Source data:
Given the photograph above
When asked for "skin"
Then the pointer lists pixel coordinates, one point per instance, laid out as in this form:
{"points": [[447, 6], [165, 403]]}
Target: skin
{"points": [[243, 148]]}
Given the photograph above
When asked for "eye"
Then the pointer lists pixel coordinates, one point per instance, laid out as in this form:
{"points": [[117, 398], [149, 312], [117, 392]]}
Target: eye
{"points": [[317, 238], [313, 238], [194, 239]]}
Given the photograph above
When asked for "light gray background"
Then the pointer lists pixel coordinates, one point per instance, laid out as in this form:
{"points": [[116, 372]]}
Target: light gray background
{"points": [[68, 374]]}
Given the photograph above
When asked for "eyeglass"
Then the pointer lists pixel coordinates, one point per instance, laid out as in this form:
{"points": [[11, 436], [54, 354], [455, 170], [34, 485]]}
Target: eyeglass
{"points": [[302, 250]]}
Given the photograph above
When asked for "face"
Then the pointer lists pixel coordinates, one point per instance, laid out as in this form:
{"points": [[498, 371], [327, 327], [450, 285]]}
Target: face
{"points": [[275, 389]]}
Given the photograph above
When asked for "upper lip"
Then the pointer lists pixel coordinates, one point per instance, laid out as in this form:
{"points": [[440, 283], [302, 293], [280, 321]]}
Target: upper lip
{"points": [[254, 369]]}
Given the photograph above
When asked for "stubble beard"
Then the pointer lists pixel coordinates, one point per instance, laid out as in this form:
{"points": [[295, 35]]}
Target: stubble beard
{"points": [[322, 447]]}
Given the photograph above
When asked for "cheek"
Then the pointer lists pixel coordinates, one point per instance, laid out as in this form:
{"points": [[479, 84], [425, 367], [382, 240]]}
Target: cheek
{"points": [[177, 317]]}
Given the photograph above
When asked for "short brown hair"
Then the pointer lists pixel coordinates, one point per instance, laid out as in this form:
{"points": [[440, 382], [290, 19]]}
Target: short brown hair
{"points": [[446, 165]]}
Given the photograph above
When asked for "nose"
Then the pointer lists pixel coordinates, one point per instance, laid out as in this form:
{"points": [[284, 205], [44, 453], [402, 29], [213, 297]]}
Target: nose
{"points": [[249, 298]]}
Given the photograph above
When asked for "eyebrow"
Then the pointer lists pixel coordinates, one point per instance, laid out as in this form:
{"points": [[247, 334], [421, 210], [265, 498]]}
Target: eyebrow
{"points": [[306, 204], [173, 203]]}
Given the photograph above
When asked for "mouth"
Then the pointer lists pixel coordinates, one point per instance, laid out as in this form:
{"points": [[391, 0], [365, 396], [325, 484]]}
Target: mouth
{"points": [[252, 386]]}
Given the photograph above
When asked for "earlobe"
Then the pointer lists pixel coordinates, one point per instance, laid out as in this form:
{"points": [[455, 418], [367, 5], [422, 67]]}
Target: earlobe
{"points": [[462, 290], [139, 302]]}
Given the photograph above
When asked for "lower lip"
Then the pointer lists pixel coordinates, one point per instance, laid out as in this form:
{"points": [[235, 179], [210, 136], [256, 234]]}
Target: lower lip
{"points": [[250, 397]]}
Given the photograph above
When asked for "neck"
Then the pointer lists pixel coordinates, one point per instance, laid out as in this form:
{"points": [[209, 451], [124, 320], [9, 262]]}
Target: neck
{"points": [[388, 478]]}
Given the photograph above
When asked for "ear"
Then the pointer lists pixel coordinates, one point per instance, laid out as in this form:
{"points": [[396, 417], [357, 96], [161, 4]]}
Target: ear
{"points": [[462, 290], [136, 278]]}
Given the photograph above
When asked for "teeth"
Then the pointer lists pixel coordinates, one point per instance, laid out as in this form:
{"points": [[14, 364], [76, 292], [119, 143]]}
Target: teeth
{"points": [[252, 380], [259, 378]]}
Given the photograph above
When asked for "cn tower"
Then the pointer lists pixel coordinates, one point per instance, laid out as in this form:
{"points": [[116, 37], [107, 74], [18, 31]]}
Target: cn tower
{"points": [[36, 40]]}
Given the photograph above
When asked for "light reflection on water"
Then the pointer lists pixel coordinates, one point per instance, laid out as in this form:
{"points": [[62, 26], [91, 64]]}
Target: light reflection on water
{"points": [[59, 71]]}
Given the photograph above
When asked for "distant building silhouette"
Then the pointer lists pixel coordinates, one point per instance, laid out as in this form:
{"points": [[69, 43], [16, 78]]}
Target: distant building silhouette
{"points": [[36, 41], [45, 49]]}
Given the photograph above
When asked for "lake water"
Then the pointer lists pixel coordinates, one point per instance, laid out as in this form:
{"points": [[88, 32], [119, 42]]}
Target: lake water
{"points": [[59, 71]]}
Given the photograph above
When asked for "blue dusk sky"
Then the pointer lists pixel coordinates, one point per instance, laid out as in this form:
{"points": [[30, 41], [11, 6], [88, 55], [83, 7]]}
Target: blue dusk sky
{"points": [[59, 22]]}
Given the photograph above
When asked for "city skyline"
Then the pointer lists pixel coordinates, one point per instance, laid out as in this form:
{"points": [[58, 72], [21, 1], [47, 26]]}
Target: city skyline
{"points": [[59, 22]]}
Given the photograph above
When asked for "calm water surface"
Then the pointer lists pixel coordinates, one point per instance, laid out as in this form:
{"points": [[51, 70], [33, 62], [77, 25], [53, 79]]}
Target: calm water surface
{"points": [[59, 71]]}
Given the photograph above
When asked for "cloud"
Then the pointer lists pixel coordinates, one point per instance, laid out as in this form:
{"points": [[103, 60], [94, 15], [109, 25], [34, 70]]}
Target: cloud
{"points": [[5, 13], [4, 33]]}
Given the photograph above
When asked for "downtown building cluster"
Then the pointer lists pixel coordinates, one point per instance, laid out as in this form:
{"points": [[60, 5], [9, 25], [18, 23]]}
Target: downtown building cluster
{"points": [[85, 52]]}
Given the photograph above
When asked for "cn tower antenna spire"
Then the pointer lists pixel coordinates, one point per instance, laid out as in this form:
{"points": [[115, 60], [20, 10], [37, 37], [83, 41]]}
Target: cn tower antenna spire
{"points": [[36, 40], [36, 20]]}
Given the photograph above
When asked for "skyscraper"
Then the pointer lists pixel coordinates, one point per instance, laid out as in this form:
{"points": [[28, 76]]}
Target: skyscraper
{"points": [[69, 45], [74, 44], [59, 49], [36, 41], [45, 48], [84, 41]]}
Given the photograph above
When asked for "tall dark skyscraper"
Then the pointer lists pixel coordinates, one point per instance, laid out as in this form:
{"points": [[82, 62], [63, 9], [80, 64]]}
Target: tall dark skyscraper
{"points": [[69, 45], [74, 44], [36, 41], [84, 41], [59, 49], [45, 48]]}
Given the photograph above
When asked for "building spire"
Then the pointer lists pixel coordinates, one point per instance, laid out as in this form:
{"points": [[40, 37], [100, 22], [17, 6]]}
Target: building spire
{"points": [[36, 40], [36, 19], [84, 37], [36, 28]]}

Exercise brief: Locate each line of the entries above that contains the string "blue", and copy those lines out.

Completed exercise:
When asked for "blue dusk sky"
Target: blue dusk sky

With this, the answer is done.